## DA FARE
(1) Trascrivi il brano del testo su Baalbek che va da "Libano, nelle terre" fino a "ma è ortodossa)." incluso, senza alcuna modifica.
(2) Restituisci tali e quali le righe dei record, dall'inizio fino alla riga che contiene "123 L 134 141", inclusa, e nient'altro.

## SEZIONE DI TESTO

----------

Libano, nelle terre dove sorge il sole
Nella grande sala della chiesa della Madonna del Soccorso a Baalbek, capoluogo della valle della Beqā, uno dei cuori del Libano, tre donne stanno preparando abiti per bambini. Una delle tre donne indossa il velo. Un’altra ha i capelli liberi ed è musulmana. La terza donna, Josephine, è cristiana («E basta», dice: non ama definirsi ma è ortodossa).
Sul tavolo ci sono cetrioli, yogurt, pane con za’atar (spolverio di timo e sesamo tostato, una delizia), pomodori. L’incontro diventa una piccola felicità. Miracoli di questo Paese: due donne musulmane, una ortodossa, in una chiesa cattolica maronita. Solo poche parole per dissolvere pregiudizi e aggrapparsi a una speranza.
Baalbek, stupefacente luogo dell’antica Roma, oggi è una città sciita. A fianco della chiesa ci sono i magnifici templi romani; a un passo c’è lo sfavillio delle maioliche della moschea di Sayida Khawla, figlia dell’imam Hussein, bisnipote del profeta Maometto. Luogo sacro per gli sciiti. Non è, questo vivere gli uni accanto agli altri, già un miracolo in un Paese dagli equilibri confessionali aggrovigliati in un inestricabile labirinto politico?

----------

## RECORD DI DATI
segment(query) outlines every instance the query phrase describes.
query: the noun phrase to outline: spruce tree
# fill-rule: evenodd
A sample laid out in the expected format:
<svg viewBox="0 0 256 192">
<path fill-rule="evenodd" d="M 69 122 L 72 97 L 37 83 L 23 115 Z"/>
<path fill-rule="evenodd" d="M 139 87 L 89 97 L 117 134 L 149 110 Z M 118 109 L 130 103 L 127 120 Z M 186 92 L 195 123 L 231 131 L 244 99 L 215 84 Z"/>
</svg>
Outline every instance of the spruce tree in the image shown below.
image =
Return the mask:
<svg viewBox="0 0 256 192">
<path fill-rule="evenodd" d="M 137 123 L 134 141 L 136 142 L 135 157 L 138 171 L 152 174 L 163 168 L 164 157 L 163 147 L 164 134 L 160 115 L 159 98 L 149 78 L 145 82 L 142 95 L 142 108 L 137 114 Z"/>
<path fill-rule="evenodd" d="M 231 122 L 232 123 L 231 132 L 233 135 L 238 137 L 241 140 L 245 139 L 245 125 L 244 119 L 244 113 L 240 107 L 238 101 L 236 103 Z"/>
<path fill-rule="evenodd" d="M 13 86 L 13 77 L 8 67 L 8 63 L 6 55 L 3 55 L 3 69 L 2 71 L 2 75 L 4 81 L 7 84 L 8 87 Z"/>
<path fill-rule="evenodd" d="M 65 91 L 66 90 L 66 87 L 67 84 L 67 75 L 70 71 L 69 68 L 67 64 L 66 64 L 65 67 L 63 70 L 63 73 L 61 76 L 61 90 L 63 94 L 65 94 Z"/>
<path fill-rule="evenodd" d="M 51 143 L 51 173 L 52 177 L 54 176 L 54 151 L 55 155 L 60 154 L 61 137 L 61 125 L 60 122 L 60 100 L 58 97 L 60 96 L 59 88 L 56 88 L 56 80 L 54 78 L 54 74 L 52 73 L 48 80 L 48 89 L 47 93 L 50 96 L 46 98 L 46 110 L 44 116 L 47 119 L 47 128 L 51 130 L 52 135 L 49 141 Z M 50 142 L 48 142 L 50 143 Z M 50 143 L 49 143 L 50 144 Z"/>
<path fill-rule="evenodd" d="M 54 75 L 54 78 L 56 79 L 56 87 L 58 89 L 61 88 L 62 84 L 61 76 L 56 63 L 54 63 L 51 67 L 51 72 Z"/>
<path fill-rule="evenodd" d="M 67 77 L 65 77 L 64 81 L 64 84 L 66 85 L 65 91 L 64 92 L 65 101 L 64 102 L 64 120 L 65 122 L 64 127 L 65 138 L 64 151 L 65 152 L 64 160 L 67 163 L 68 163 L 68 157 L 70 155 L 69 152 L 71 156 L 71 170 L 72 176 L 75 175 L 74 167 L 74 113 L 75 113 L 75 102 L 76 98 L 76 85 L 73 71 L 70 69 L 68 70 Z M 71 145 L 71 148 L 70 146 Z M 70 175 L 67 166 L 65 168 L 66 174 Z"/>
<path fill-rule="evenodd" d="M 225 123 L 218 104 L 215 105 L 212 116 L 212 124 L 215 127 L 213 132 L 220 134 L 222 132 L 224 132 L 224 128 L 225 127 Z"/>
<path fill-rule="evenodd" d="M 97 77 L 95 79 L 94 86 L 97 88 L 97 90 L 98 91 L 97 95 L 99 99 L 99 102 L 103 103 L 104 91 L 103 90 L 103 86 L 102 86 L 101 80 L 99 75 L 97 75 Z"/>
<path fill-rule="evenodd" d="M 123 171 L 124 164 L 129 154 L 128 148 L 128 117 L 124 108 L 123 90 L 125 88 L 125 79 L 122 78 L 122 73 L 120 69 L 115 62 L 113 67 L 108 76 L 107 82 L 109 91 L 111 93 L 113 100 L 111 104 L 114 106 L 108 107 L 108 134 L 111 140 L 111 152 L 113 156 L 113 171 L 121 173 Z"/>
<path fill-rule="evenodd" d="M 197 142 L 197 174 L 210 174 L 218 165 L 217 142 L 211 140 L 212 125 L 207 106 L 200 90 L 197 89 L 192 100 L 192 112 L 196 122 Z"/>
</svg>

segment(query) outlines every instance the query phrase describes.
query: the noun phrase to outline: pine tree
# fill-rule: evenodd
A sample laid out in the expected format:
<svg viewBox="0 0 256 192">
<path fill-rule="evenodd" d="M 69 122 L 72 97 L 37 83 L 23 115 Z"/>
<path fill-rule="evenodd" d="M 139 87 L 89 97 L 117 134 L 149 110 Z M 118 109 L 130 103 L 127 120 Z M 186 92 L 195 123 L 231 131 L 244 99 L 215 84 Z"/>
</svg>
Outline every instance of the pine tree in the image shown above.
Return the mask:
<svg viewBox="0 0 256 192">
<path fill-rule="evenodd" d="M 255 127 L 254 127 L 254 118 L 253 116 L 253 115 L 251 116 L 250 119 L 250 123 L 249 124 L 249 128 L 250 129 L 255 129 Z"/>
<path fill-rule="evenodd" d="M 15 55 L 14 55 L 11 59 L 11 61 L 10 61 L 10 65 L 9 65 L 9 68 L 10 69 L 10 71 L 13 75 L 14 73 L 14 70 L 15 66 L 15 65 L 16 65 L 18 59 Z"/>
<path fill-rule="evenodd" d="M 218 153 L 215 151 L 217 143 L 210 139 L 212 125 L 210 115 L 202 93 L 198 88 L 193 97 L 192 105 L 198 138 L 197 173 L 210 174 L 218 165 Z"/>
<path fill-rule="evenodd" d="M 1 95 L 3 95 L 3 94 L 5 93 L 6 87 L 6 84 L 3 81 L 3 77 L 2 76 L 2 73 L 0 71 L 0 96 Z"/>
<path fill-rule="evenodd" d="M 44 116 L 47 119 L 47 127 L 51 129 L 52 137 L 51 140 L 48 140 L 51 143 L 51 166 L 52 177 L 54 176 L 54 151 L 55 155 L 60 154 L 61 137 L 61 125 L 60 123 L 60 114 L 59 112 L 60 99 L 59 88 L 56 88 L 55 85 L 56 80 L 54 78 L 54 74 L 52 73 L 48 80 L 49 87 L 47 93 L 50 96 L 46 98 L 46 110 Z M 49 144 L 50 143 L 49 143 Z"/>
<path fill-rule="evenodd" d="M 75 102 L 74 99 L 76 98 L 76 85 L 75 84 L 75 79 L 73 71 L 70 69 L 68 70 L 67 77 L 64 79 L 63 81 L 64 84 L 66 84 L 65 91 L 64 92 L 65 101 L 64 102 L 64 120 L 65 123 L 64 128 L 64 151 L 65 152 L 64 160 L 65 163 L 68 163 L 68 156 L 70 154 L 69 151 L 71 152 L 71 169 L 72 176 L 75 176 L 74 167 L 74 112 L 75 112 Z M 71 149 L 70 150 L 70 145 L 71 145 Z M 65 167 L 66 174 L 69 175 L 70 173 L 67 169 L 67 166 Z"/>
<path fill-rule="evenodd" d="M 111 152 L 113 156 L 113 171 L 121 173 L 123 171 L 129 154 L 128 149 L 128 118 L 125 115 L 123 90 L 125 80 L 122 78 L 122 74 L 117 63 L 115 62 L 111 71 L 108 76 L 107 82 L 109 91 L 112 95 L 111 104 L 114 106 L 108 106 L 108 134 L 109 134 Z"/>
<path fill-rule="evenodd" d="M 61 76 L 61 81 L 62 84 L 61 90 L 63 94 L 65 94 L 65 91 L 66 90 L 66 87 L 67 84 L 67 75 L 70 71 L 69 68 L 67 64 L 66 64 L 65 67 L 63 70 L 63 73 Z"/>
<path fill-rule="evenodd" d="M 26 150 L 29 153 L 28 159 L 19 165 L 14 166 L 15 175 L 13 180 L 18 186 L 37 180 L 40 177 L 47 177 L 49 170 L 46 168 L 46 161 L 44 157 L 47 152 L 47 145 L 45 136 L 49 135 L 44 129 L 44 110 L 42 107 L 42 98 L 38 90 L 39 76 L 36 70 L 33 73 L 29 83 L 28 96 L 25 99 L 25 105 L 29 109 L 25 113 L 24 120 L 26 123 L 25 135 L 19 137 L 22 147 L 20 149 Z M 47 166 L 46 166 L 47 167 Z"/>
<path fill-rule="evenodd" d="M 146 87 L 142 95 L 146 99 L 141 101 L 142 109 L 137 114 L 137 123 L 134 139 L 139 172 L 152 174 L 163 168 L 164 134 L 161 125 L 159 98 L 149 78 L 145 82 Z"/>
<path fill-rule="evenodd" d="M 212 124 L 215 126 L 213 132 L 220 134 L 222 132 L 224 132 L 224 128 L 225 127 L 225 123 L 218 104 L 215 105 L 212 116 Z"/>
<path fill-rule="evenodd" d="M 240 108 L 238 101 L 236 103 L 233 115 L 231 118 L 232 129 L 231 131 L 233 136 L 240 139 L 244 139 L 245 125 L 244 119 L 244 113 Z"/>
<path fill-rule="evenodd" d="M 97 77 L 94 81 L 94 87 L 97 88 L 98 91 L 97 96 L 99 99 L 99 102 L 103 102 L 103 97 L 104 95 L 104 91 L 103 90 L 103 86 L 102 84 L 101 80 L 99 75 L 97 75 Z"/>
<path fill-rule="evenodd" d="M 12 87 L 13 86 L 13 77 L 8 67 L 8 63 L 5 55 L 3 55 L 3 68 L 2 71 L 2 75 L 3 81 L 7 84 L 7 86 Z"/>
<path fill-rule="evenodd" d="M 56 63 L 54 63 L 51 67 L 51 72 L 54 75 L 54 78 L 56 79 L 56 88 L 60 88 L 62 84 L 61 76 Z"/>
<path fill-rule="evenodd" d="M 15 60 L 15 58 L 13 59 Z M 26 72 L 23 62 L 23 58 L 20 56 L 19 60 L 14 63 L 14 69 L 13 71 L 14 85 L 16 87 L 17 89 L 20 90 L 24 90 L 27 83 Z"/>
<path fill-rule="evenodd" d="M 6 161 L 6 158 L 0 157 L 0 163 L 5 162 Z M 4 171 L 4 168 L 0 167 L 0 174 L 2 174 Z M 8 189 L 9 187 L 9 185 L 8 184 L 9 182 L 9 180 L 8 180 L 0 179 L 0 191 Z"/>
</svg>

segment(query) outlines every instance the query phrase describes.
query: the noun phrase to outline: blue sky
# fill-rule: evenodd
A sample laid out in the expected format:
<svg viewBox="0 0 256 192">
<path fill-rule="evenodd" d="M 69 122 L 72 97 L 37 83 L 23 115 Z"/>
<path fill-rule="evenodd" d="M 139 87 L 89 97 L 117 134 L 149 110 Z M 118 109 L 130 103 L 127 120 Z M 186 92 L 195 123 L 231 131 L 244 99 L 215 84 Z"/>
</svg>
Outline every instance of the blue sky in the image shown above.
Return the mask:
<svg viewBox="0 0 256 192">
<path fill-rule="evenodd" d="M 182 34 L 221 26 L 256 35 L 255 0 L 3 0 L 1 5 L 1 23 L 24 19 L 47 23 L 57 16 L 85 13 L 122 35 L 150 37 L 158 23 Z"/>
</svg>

----------

## RISULTATI DELL'ESERCIZIO
(1)
Libano, nelle terre dove sorge il sole
Nella grande sala della chiesa della Madonna del Soccorso a Baalbek, capoluogo della valle della Beqā, uno dei cuori del Libano, tre donne stanno preparando abiti per bambini. Una delle tre donne indossa il velo. Un’altra ha i capelli liberi ed è musulmana. La terza donna, Josephine, è cristiana («E basta», dice: non ama definirsi ma è ortodossa).

(2)
segment(query) outlines every instance the query phrase describes.
query: the noun phrase to outline: spruce tree
# fill-rule: evenodd
A sample laid out in the expected format:
<svg viewBox="0 0 256 192">
<path fill-rule="evenodd" d="M 69 122 L 72 97 L 37 83 L 23 115 Z"/>
<path fill-rule="evenodd" d="M 139 87 L 89 97 L 117 134 L 149 110 Z M 118 109 L 130 103 L 127 120 Z M 186 92 L 195 123 L 231 131 L 244 99 L 215 84 Z"/>
</svg>
Outline every instance of the spruce tree in the image shown below.
image =
Return the mask:
<svg viewBox="0 0 256 192">
<path fill-rule="evenodd" d="M 137 123 L 134 141 L 136 142 L 135 157 L 138 171 L 152 174 L 163 168 L 164 157 L 163 147 L 164 134 L 160 115 L 159 98 L 149 78 L 145 82 L 142 95 L 142 108 L 137 114 Z"/>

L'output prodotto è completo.